-- Work instructions --
Beginning at the line containing "out the building", output every line to the end of the data below exactly as it appears.

-- Data provided --
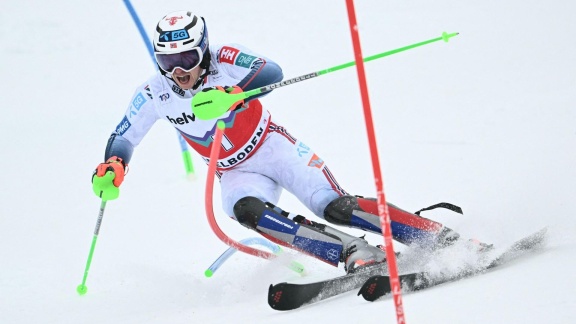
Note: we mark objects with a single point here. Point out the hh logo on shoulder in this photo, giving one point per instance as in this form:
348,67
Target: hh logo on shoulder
164,98
228,54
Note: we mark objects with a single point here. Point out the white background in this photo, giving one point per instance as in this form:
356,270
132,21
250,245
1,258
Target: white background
486,121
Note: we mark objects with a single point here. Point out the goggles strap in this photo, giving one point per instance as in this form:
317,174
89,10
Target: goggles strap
205,64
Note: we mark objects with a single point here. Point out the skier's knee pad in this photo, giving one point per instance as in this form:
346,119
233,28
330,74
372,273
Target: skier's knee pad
248,211
339,211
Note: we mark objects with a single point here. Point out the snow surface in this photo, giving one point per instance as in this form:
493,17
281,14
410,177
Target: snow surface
486,121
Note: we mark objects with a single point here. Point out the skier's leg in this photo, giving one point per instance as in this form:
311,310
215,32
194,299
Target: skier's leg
407,228
320,241
239,183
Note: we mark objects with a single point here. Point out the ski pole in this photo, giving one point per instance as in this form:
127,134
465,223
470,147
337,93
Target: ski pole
82,289
213,104
186,156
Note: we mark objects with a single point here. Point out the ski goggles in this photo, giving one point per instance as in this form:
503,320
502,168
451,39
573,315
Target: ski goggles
186,61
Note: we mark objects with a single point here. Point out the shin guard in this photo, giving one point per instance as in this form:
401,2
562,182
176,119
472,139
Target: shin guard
254,214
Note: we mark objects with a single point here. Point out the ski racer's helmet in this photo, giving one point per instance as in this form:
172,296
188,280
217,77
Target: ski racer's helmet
181,41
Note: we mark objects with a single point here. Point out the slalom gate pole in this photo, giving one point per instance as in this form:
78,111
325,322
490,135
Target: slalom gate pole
82,289
378,180
212,104
186,156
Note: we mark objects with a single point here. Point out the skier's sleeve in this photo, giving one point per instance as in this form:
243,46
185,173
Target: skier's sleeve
253,70
137,121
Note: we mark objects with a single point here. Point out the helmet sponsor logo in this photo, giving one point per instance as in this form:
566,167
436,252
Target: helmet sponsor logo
178,90
174,35
228,54
245,60
173,20
123,126
316,162
137,103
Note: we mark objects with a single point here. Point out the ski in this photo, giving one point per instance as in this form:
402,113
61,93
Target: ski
379,285
288,296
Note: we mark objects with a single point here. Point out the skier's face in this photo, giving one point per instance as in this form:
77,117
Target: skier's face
186,80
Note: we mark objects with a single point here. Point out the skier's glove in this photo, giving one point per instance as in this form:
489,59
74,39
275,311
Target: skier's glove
108,177
213,102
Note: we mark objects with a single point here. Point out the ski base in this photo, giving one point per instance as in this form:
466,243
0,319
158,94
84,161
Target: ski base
378,286
288,296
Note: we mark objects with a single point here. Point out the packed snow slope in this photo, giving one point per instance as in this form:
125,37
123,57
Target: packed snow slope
486,121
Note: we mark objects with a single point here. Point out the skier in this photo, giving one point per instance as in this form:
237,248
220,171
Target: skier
258,157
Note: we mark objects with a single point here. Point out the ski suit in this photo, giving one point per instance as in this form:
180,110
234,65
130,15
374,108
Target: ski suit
258,157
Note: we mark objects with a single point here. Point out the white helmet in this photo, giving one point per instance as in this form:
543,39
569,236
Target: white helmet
181,32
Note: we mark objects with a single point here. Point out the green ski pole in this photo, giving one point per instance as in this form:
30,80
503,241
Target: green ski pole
213,104
82,289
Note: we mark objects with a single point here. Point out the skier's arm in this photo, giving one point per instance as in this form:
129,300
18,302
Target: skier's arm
137,121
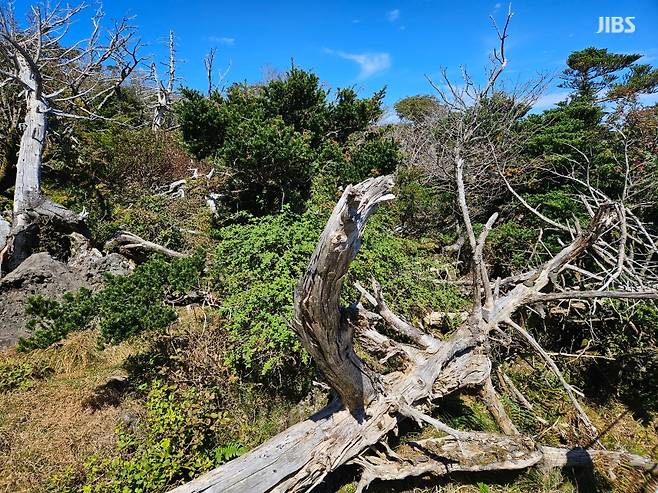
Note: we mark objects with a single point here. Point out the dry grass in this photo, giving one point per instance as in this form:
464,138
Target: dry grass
50,427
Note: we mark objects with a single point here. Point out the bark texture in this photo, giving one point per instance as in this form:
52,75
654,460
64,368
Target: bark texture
355,429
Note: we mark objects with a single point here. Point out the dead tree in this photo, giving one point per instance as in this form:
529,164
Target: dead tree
357,427
209,64
57,81
164,92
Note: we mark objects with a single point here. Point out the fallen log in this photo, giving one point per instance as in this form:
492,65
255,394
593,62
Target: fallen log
371,406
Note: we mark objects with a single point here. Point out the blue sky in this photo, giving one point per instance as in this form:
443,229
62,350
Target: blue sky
371,44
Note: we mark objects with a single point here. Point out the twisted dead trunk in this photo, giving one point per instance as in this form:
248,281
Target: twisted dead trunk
356,430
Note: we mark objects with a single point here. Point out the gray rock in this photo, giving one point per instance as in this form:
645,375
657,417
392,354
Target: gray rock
40,274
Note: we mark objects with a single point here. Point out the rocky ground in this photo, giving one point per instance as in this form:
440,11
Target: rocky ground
43,275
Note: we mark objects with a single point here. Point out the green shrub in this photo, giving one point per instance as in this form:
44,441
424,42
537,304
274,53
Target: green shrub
270,140
178,439
127,305
256,267
509,247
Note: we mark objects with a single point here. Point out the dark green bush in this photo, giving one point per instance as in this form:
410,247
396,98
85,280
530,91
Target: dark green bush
179,438
257,266
127,305
270,140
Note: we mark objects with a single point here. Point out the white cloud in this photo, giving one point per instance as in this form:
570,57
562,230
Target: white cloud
222,40
393,15
550,99
370,63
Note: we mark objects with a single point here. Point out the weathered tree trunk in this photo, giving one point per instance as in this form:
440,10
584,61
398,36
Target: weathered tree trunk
372,405
28,169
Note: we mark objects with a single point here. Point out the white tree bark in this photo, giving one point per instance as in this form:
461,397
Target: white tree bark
374,404
28,169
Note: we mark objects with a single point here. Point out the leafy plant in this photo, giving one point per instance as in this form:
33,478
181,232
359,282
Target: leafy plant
126,306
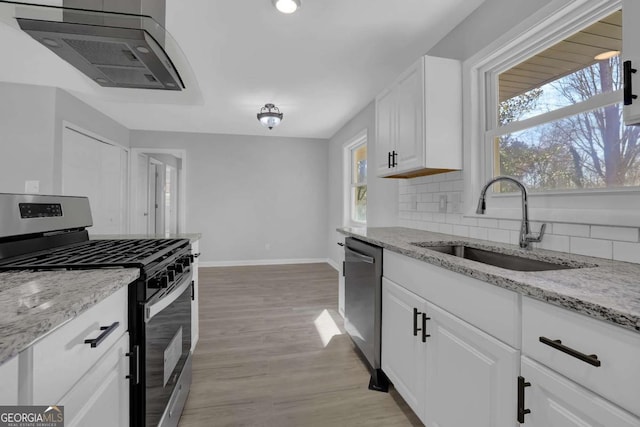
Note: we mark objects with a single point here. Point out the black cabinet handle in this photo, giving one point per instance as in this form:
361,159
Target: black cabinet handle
424,327
106,331
591,359
416,313
521,409
627,91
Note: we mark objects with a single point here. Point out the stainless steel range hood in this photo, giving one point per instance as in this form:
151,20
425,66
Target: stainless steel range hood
120,45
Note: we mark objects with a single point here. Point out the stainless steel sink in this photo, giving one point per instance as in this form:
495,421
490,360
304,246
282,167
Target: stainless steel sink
509,262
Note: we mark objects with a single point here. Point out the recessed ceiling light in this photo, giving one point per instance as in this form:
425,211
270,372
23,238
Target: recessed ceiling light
287,6
606,55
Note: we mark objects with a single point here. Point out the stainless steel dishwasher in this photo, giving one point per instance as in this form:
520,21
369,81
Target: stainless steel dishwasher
363,304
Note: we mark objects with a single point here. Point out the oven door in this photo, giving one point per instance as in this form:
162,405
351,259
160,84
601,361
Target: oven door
167,380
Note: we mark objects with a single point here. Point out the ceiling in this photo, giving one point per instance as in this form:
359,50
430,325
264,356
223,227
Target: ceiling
563,58
320,65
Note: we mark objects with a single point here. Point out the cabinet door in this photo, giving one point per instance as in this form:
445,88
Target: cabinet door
195,312
385,132
410,121
471,377
631,52
403,354
555,401
101,397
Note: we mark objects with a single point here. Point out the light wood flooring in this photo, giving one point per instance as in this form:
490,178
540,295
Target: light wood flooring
260,360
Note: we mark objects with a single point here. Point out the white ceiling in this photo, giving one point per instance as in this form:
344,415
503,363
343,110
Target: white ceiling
320,65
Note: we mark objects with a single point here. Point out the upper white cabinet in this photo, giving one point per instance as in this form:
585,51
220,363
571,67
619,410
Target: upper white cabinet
631,61
419,121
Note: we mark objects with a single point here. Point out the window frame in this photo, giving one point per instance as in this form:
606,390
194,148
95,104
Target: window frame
349,147
551,24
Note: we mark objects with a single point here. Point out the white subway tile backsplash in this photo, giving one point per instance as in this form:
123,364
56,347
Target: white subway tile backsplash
625,251
625,234
591,247
554,242
577,230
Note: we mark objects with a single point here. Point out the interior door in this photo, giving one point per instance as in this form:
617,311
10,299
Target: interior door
98,170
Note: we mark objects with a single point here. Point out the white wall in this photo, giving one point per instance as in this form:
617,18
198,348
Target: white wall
247,193
26,137
382,194
31,123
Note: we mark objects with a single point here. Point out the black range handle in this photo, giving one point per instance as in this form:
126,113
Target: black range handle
424,327
591,359
627,91
106,331
416,313
522,411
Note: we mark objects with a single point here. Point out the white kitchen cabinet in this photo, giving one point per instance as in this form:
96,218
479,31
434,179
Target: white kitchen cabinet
471,376
101,397
555,401
9,381
195,312
89,380
631,53
419,120
403,352
455,374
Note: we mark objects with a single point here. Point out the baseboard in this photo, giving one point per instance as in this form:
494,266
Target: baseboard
240,263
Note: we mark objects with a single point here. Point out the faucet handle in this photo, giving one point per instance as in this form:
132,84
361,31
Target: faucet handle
533,238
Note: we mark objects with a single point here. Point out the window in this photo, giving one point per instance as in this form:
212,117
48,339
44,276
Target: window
356,153
558,120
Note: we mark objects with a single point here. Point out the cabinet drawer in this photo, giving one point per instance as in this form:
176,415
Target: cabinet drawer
62,357
490,308
617,350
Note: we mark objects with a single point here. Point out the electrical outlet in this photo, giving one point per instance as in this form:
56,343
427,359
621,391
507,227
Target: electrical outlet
442,203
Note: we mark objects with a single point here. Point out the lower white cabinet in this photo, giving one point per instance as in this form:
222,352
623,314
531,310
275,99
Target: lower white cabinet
403,353
448,371
552,400
101,397
195,312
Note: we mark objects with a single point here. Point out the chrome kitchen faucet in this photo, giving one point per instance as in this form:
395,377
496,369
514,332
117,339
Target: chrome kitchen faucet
526,237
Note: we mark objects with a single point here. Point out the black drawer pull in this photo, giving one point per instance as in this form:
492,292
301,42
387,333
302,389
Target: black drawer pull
522,411
106,331
591,359
424,327
416,313
627,91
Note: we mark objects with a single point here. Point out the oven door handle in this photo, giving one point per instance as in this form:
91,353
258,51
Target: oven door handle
157,307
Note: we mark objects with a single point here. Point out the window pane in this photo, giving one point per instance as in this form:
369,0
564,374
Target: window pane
588,150
359,204
359,164
564,74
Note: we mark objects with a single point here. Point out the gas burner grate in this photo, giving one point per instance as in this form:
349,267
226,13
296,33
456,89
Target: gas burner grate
98,254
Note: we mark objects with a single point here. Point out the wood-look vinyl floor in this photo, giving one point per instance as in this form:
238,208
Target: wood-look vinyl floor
261,361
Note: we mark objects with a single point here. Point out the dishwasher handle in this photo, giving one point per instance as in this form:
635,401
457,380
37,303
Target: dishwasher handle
362,257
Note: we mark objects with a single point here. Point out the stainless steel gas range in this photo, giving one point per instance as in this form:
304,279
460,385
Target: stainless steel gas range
49,232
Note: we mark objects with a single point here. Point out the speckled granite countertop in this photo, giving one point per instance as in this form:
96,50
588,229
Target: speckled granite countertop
191,236
32,304
603,289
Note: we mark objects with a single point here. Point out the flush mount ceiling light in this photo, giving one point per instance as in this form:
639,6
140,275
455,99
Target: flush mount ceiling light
606,55
287,6
270,116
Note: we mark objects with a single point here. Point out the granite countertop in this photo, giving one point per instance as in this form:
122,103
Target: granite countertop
193,237
601,288
34,303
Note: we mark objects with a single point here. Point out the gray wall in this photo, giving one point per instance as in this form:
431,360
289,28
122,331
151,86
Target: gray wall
245,192
488,22
26,137
382,194
31,123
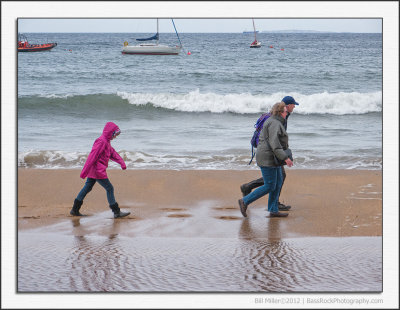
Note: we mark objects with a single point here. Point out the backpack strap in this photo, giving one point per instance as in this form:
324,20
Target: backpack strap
252,154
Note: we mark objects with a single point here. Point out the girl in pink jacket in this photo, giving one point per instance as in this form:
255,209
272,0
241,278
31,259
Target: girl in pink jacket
95,170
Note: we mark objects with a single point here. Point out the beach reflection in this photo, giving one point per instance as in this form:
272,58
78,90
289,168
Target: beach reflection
267,256
96,263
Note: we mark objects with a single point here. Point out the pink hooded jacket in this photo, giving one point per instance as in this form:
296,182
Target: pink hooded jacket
102,151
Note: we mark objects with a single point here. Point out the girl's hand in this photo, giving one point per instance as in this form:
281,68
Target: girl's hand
288,162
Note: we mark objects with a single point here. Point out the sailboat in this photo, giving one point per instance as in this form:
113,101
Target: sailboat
150,48
255,43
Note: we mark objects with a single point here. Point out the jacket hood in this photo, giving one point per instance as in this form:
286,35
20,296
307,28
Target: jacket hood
109,129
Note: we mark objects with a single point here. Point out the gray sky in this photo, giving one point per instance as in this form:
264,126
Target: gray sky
198,25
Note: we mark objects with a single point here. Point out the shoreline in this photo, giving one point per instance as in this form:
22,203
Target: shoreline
171,203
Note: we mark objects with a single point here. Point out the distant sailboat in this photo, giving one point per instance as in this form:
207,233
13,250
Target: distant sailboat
255,43
150,48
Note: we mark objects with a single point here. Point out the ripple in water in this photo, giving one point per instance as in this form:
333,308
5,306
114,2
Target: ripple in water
118,263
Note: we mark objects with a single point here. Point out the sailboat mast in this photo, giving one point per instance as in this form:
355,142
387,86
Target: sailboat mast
157,32
255,38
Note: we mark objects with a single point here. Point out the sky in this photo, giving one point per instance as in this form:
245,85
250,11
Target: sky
337,16
198,25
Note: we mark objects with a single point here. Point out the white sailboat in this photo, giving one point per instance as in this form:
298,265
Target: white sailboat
255,43
150,48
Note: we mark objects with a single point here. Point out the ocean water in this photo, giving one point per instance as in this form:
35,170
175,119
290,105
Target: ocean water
197,111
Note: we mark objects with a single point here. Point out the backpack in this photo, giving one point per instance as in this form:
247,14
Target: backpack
256,135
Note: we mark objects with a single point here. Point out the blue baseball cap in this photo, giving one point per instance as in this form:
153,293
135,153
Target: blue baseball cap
289,100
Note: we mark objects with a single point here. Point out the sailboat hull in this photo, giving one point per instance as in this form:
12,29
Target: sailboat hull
149,49
255,45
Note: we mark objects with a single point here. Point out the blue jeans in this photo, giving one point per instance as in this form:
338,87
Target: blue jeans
103,182
273,180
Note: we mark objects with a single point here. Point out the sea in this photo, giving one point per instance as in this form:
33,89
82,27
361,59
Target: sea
197,110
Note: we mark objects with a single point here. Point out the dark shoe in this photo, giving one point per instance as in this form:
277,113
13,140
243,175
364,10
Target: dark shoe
245,191
75,208
242,207
117,211
278,214
283,207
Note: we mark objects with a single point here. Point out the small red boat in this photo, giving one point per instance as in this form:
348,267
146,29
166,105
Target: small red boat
25,46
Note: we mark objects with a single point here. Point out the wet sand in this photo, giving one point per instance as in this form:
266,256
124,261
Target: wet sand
186,233
333,203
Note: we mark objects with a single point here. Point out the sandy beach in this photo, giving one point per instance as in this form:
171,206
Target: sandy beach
324,202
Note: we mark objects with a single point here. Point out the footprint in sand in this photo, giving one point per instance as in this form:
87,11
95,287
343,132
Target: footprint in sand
178,215
225,208
173,209
228,217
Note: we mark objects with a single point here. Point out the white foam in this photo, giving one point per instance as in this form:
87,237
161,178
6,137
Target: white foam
321,103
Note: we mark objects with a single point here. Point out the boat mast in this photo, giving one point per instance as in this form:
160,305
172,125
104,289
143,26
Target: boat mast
157,32
255,38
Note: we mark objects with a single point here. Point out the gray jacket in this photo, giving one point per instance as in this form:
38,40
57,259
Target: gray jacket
274,131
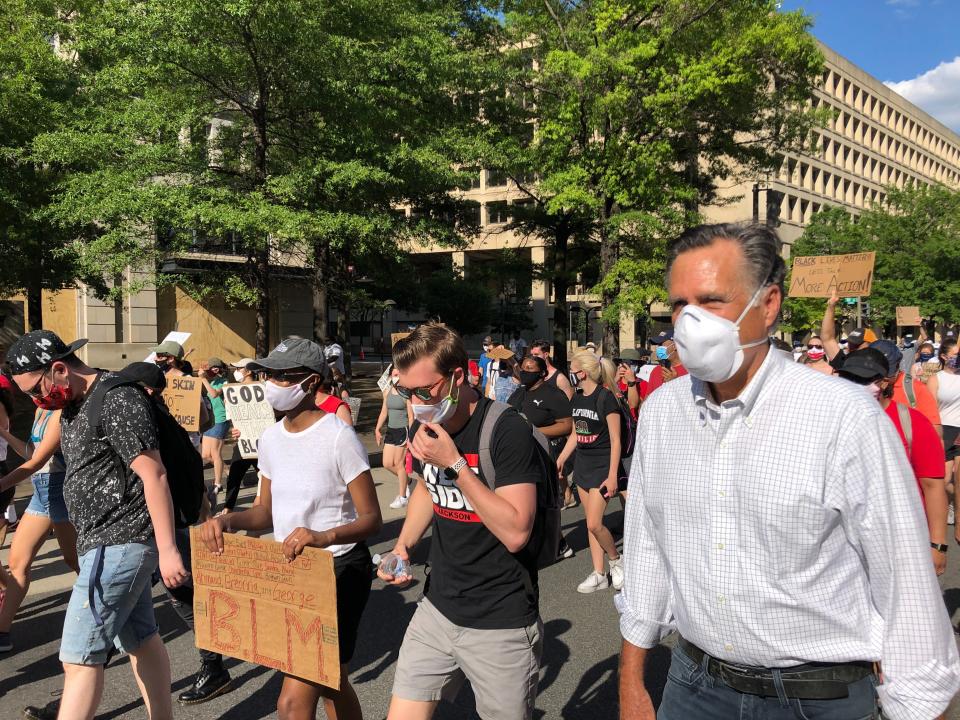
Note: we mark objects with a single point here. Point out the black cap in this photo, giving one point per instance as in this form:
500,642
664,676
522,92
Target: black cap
293,353
866,364
37,350
891,352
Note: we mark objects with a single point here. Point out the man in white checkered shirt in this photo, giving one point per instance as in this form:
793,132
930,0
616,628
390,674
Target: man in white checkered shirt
773,521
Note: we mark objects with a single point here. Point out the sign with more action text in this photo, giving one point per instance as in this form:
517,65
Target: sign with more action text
908,316
822,275
250,603
182,396
247,408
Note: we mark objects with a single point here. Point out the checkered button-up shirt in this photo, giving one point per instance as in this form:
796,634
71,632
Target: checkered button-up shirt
785,527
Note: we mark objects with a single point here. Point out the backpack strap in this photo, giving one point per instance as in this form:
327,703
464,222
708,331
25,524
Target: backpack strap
906,424
908,387
491,414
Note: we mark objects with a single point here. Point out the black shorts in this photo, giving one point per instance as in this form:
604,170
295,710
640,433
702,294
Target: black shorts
354,573
591,471
6,497
395,436
950,447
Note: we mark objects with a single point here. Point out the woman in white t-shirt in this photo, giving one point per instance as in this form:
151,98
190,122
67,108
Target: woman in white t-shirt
316,490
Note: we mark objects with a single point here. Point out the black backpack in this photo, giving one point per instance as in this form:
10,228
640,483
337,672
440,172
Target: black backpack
183,463
544,543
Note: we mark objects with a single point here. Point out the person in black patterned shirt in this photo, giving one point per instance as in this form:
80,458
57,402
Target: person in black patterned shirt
117,495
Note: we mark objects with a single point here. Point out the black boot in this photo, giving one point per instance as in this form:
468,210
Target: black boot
47,712
212,680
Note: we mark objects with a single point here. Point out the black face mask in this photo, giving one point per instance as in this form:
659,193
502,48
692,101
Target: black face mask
528,379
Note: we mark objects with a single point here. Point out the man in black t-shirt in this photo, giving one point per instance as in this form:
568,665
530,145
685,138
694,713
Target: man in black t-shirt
117,495
479,618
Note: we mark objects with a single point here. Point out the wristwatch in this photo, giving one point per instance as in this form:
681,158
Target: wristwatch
454,470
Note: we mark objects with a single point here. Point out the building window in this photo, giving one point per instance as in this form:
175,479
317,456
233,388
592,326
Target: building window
496,178
497,212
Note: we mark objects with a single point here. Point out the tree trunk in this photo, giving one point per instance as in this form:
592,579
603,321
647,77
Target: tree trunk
561,282
321,295
609,254
261,272
35,306
261,275
343,330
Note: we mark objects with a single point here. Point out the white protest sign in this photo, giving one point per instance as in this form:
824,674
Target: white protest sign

-- Solved problem --
Note: we mark objects with a single point here. Point out the building window in this photo, giving one point per instance as in this form:
175,479
317,456
233,388
592,326
Target: building window
496,178
497,212
Note: we mark objects with a single point here. Point out the tree trunk in this photo, giving one point per instance as in this form:
592,579
603,321
647,77
Target: tree trunk
561,282
321,295
609,254
261,272
35,306
261,275
343,330
Note: we mark objects with a single point here. Point out the white protest sign in this photo, giving one point per instance as in this form:
824,674
Target: white protest sign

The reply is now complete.